Machine learning project for the course EL-GY 9123

Deep Learning for Lung Nodule Detection

Lung cancer is the leading cause of cancer-related deaths in the US and worldwide. The general prognosis of lung cancer is poor because doctors tend not to find the disease until it is at an advanced stage. Five-year survival is around 54% for early stage lung cancer that is localized to the lungs, but only around 4% in advanced, inoperable lung cancer. Hence, there is a need for early detection of lung cancer nodules as early diagnosis can improve the chances of survival manifold. In this project, we use deep learning to detect lung cancer nodules using the YOLO algorithm that has been predominantly used for self-driving cars and other non-medicine related applications, and the results were promising.

Code Hierarchi:

  1. NODULES XML PROCESSING WITHOUT REGION DUPLICATES.ipynb
  2. NON NODULES XML PROCESSING WITHOUT REGION DUPLICATES.ipynb
  3. NODULES DCM-XML MAPPING.ipynb
  4. NON NODULES DCM-XML MAPPING
  5. Creating .npy files of image pixels for training.ipynb
  6. YOLO_FINAL.ipynb
  • The JSON string of the model is provided as a pickled file "model_json_final.pkl". The trained weights are provided in "model_final_weights". The model can be reconstructed from these.
  • The model visualization code and the resulting .png file visualizing the model are also provided.

Saved entries:
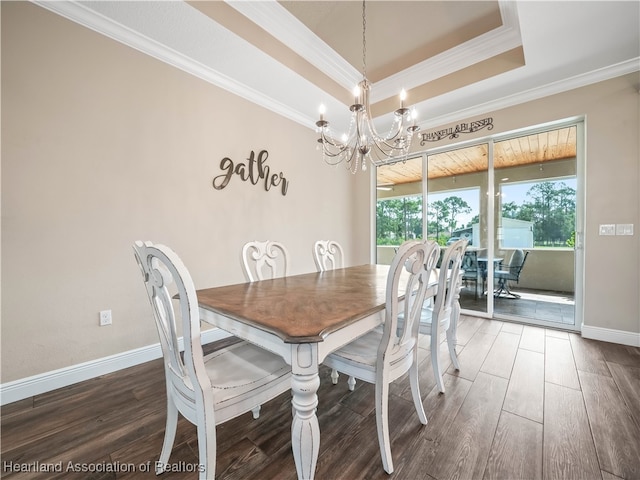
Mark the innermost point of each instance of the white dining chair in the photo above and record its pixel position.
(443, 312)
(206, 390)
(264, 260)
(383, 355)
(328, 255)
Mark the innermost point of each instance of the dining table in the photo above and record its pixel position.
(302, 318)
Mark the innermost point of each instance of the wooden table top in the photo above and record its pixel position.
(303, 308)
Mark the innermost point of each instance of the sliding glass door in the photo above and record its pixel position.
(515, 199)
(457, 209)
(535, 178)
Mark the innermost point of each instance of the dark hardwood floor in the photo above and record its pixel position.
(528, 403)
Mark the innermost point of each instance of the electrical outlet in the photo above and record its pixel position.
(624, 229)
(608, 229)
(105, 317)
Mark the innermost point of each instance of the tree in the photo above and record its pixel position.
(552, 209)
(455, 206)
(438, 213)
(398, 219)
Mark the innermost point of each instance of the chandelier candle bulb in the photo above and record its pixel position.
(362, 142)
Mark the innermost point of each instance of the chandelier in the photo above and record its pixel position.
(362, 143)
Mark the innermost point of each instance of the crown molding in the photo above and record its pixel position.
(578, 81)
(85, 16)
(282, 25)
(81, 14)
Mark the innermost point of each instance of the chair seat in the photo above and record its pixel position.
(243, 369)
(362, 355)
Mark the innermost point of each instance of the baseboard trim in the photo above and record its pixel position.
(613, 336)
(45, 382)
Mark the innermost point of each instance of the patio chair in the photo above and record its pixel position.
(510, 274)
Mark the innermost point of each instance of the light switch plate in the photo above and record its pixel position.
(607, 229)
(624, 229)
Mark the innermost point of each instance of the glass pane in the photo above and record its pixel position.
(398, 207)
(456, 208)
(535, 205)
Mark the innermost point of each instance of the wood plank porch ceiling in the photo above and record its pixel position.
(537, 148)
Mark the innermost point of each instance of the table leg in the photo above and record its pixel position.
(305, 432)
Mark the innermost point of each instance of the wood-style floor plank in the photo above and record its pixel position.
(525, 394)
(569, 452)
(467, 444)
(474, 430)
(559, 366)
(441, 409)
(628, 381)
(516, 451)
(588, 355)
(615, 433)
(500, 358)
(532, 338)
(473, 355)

==

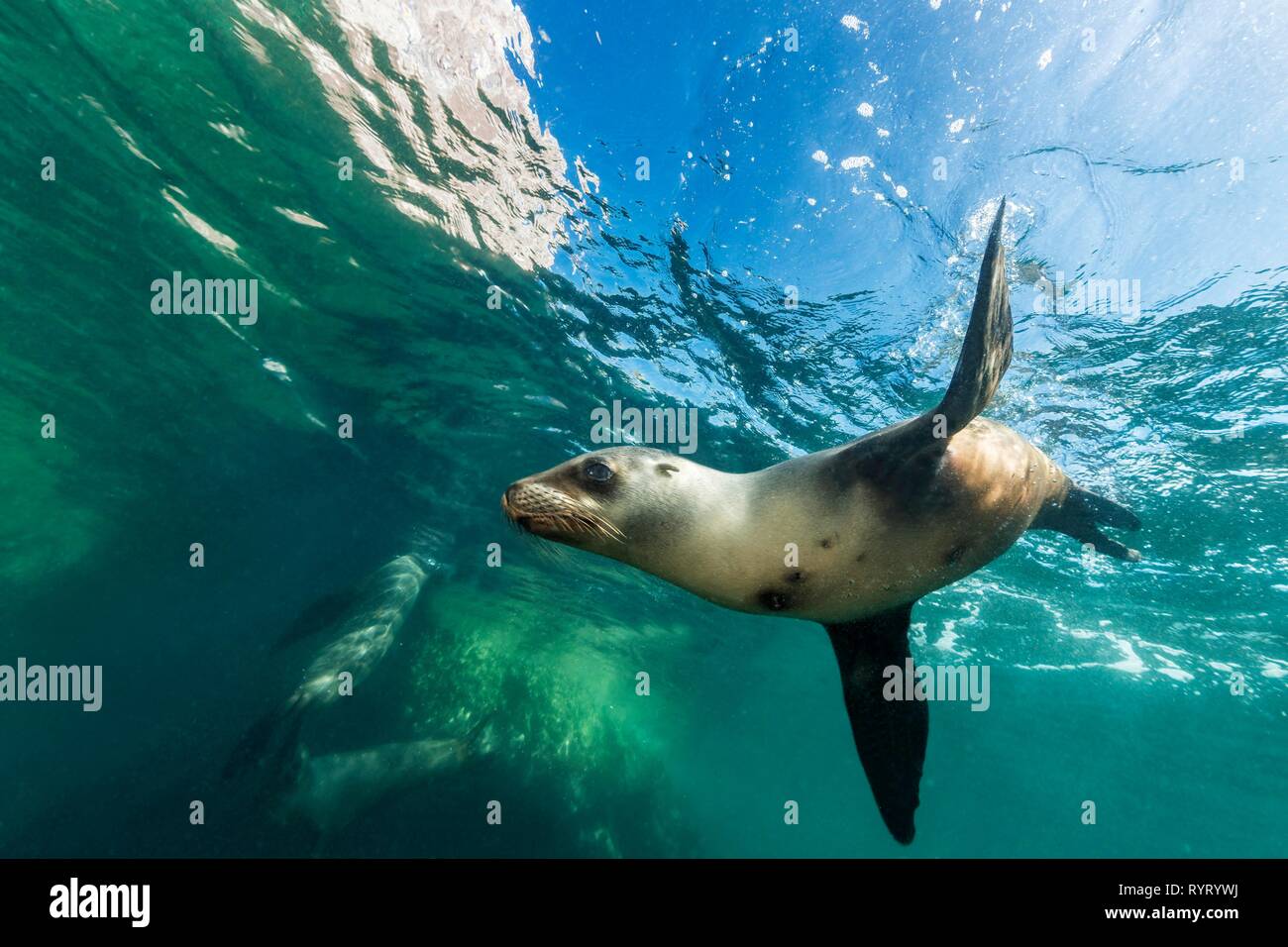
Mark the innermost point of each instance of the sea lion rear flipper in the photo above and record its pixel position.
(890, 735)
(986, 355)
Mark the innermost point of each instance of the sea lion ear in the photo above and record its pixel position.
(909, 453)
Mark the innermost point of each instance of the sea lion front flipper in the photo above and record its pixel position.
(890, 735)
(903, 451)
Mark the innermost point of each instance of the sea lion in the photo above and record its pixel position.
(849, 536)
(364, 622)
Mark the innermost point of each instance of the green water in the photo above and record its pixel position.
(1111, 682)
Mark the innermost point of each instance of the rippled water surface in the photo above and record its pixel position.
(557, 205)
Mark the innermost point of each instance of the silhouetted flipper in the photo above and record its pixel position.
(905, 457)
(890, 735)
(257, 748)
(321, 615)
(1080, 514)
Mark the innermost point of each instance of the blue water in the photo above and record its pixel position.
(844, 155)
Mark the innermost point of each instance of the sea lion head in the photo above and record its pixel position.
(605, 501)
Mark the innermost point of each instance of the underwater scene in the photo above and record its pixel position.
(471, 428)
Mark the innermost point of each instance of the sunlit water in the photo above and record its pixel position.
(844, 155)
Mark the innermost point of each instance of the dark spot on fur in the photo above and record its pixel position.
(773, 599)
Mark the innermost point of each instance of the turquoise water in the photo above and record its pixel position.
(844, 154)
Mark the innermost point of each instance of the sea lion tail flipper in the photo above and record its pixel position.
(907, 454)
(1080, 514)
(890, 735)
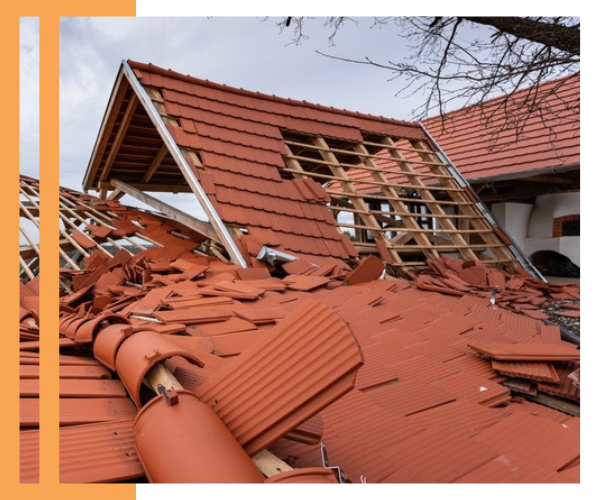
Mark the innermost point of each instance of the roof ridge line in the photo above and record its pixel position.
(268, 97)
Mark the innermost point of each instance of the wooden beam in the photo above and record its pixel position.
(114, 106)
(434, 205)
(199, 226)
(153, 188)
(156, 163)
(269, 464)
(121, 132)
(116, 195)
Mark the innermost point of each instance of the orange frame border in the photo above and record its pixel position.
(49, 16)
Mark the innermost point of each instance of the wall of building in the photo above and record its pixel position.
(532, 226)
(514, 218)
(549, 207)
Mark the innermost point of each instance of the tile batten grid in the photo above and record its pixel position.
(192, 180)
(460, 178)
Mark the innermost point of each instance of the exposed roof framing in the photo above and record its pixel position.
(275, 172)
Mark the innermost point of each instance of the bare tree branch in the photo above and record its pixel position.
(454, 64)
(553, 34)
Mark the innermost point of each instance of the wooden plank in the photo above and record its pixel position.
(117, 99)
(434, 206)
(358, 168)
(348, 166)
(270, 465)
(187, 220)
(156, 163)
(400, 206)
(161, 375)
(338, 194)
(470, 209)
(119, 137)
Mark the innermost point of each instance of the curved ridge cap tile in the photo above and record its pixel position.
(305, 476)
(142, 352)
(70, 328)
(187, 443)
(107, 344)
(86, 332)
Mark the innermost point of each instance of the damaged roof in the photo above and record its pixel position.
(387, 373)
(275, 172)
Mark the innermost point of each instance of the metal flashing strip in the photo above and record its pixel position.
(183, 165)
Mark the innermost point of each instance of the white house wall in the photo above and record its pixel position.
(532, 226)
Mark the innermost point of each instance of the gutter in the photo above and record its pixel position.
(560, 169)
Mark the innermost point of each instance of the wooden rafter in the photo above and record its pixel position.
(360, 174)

== Tasks ==
1. Rewrite the lung nodule detection text's paragraph beginning "Lung cancer is the leading cause" as a short bulleted list that keeps its main facts.
2. List every numbered entry in the code hierarchy of the lung nodule detection text.
3. Carry on the lung nodule detection project description, starting after its final line.
You will not need the saved entries.

== Written responses ==
1.
- Lung cancer is the leading cause of cancer-related deaths in the US and worldwide.
- Its prognosis is generally poor because it is usually found at an advanced stage.
- Five-year survival is about 54% for early-stage lung cancer localized to the lungs, but only about 4% for advanced, inoperable cases.
- Early detection of lung cancer nodules can greatly improve survival chances.
- The project uses deep learning with the YOLO algorithm, mainly used for self-driving cars and other non-medical applications, to detect the nodules, with promising results.

2.
1. NODULES XML PROCESSING WITHOUT REGION DUPLICATES.ipynb
2. NON NODULES XML PROCESSING WITHOUT REGION DUPLICATES.ipynb
3. NODULES DCM-XML MAPPING.ipynb
4. NON NODULES DCM-XML MAPPING
5. Creating .npy files of image pixels for training.ipynb
6. YOLO_FINAL.ipynb

3.
Note: All codes are original. We read the paper on YOLO algorithm and coded a version appropriate for the problem at hand. The code for callback function was taken from one of the assigments in the course.

Overview

We provide a brief overview here. Detailed analysis can be found in the jupyter notebook "YOLO_FINAL.ipynb" .

1. Dataset

The LIDC-IDRI dataset was used for this project. The whole dataset which is 124 GB of images and annotations in the form of XML files can be obtained from the following link:

https://wiki.cancerimagingarchive.net/display/Public/LIDC-IDRI

The dataset consists of CT scan series of varying lengths for 1018 patients with annotated nodules with diameters:

  • Greater than 3 mm
  • <3 mm
  • non-nodules

The first and biggest step was to organize the data. XML parsing was carried out for all the 1018 patients and a dictionary was made with SERIES ID (which identifies the slice of the CT scan series) as the key and all the nodules annotated in it as the values.

Further, from these dictionaries, an array of pixel values was extracted from the DICOM images using the pydicom package and was stored in a separate folder after rescaling using the mean and standard deviation. Another folder contained the co-ordinates of the annotations for the corresponding images.

A total of 3000 annotated CT images were used out of which 2100 were used for training and the rest for testing.

2. Training

The YOLO (You Only Look Once) algorithm detects objects and predicts bounding boxes with just one pass through the image instead of multiple sliding windows. Inspired from this idea, we tried out the YOLO algorithm to detect the probabilities of the presence of a nodule in a CT scan by dividing each scan into a 16 by 16 grid. Our algorithm does not predict bounding boxes.

For more information on the YOLO algorithm, read the paper at this link: https://arxiv.org/abs/1506.02640

A convolutional neural network with 18 layers that was inspired from u-net and resnet was designed after multiple iterations. A batch size of 1 worked the best and training was carried out on 2100 images.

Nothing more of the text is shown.